**Work to be completed**
Return each line in the listing below that includes the word "marker".

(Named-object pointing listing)
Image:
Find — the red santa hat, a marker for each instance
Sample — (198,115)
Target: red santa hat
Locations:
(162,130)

* * *

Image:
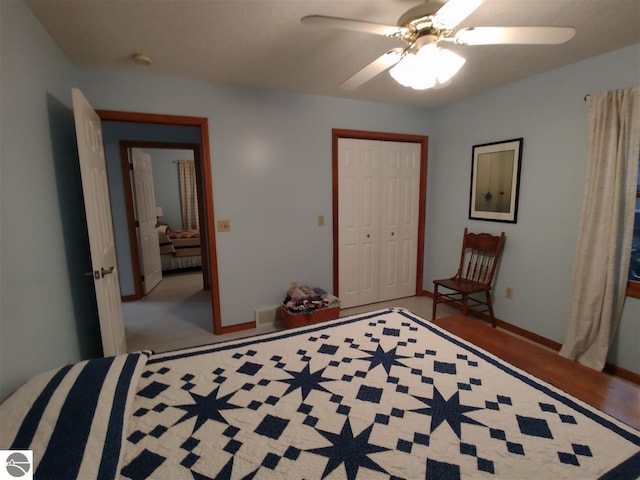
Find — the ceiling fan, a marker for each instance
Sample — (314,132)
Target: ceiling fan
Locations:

**Task solution**
Find — the red santa hat, a marker for each instance
Find — the ceiling fan, a marker for each instance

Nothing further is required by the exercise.